** START Record extracts **

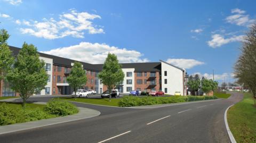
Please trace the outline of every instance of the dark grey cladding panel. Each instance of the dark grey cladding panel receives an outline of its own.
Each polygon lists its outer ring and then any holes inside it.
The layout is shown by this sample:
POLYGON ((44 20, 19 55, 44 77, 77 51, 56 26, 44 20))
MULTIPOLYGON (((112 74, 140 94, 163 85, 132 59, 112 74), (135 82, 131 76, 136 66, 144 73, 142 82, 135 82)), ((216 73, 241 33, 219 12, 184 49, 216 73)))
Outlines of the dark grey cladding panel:
MULTIPOLYGON (((20 48, 9 46, 10 49, 12 51, 13 55, 16 56, 19 53, 20 48)), ((75 60, 70 60, 67 58, 61 57, 59 56, 49 55, 38 52, 38 54, 42 57, 52 58, 54 64, 71 66, 71 63, 74 63, 75 60)), ((77 61, 79 62, 79 61, 77 61)), ((102 70, 103 64, 92 64, 87 63, 81 62, 84 67, 84 69, 91 70, 95 71, 100 71, 102 70)), ((161 71, 161 62, 151 62, 151 63, 121 63, 122 68, 134 68, 135 72, 139 71, 161 71)))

** END Record extracts **

• Task goal
Reproduce all of the records above line for line, leaving out the pictures.

• Final result
Please trace the outline of every instance of the dark grey cladding panel. Each instance of the dark grey cladding panel receives an outline of its own.
Each polygon lists its outer ring and then any holes inside it.
The layout is shown by this sample:
POLYGON ((44 20, 19 55, 44 77, 77 51, 56 26, 44 20))
MULTIPOLYGON (((112 74, 140 94, 163 85, 132 59, 112 74), (135 82, 131 76, 136 66, 144 73, 142 82, 135 82)), ((216 73, 241 33, 219 12, 184 49, 216 73)))
Outlines of the dark grey cladding panel:
MULTIPOLYGON (((20 48, 9 46, 10 49, 12 51, 13 55, 16 56, 19 53, 20 48)), ((75 60, 70 60, 67 58, 61 57, 59 56, 49 55, 38 52, 38 54, 42 57, 52 58, 54 64, 71 66, 71 63, 74 63, 75 60)), ((77 61, 79 62, 79 61, 77 61)), ((102 70, 103 64, 92 64, 87 63, 81 62, 84 67, 84 69, 91 70, 95 71, 100 71, 102 70)), ((161 71, 161 62, 151 62, 151 63, 121 63, 122 68, 134 68, 135 72, 139 71, 161 71)))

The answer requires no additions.